The claims asserted in the adversary proceeding also are barred by res judicata. The New York doctrine of res judicata is applicable because the judgment was entered by a New York court. 28 U.S.C. § 1738 (requiring federal courts to give the same full faith and credit to state court judgments that such judgments have in the courts of the State in which they were issued); New York v. Sokol (In re Sokol), 113 F.3d 303, 306 (2d Cir. 1977). In New York, a final judgment is res judicata and precludes parties from pursing claims that were raised, or that could have been raised, in the action that led to the judgment. Marvel Characters, Inc. v. Symon, 310 F.3d 280, 286-87 (2d Cir. 2002); Yeiser v. GMAC Mortg. Corp., 535 F.Supp.2d 413, 421 (S.D.N.Y. 2008). The judgment precludes "all other claims arising out of the same transaction or series of transactions," even if based on different theories. O'Brien v. City of Syracuse, 54 N.Y.2d 353, 357 (1981); In re Mehl, 2024 Bankr. LEXIS 1489 at *23 (collecting cases).

Rows from a dataset:
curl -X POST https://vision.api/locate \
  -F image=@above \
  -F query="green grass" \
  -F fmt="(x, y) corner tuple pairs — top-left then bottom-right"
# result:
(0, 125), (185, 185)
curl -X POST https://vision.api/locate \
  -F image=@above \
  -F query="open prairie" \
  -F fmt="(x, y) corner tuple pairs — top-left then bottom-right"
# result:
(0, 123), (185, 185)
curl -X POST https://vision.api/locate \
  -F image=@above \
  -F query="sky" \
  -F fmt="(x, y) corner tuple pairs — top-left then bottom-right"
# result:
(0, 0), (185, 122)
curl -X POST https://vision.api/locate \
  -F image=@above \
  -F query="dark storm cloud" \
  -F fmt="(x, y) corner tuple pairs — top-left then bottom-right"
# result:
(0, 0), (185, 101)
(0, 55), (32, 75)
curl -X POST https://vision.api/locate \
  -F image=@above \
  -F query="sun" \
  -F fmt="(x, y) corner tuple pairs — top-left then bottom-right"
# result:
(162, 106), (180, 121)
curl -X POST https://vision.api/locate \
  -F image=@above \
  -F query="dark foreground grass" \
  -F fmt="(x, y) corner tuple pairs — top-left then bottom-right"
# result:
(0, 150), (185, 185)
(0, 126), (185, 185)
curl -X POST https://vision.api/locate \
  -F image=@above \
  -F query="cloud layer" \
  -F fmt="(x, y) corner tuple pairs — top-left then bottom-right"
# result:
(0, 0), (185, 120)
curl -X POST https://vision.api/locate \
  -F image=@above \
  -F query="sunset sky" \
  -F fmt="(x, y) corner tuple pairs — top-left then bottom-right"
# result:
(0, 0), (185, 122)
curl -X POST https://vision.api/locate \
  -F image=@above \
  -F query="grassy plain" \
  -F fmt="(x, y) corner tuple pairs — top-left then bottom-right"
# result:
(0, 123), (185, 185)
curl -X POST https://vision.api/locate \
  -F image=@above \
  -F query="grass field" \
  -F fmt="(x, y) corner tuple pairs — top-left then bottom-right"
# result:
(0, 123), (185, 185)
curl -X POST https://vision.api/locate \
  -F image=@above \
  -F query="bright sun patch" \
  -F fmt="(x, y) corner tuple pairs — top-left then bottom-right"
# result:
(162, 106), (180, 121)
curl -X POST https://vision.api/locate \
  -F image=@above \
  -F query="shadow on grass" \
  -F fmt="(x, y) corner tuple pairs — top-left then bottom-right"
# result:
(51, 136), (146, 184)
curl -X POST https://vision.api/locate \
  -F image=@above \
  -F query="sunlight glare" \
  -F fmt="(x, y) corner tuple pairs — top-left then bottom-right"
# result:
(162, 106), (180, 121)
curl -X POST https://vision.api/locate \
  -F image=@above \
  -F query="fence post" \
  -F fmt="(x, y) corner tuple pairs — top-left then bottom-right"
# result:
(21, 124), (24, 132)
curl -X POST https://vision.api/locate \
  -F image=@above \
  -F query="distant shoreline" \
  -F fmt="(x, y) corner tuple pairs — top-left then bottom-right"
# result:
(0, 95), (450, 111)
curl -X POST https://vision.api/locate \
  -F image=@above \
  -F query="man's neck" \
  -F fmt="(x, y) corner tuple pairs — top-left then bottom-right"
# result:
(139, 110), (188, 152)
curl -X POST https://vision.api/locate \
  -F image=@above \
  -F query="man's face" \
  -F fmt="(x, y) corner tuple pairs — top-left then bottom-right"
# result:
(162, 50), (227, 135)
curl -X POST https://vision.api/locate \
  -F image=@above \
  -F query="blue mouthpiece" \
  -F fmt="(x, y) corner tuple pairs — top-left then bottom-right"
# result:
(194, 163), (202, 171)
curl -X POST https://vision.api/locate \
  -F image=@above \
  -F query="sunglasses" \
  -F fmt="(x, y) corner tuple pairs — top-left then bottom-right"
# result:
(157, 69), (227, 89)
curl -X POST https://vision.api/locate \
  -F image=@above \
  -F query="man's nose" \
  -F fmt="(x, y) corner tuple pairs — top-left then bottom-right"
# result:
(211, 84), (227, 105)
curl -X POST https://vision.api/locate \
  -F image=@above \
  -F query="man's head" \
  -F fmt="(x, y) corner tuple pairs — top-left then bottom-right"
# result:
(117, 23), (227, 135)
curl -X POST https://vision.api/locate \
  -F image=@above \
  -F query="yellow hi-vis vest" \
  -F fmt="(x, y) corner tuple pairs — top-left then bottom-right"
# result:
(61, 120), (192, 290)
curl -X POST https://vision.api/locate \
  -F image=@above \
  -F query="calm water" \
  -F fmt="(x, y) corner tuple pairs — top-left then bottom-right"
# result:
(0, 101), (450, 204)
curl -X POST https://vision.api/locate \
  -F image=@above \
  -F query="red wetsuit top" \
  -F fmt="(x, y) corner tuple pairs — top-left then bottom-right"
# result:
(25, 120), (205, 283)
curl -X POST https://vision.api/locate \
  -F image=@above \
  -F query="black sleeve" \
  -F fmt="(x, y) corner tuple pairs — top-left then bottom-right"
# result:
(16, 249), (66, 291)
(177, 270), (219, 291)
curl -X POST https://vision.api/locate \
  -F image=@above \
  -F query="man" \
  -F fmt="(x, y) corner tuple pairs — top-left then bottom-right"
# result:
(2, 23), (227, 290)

== JOB ==
Go on with the passage on res judicata, starting right after its last sentence.

== FINAL RESULT ==
All of the claims asserted in this adversary proceeding that relate to the prior assignment and transfer records, and that relate to the name of the entity for which HSBC acted as trustee, are based on official property records that were available for inspection and review by Ms. Arensberg and her counsel both before and during the conduct of the foreclosure action. With regard to the allegation that HSBC allegedly did not have actual possession of the underlying loan modification agreement, the Debtor's counsel admitted at oral argument that he had no evidence to support that contention, and that his allegation is a surmise based entirely on the fact that a prior foreclosure notice had not named that loan modification agreement. That prior foreclosure notice, however, was available to prior counsel during the foreclosure case. Accordingly, the issues raised in the present adversary proceeding could (and should) have been raised during the prior foreclosure action, and they are now precluded by res judicata.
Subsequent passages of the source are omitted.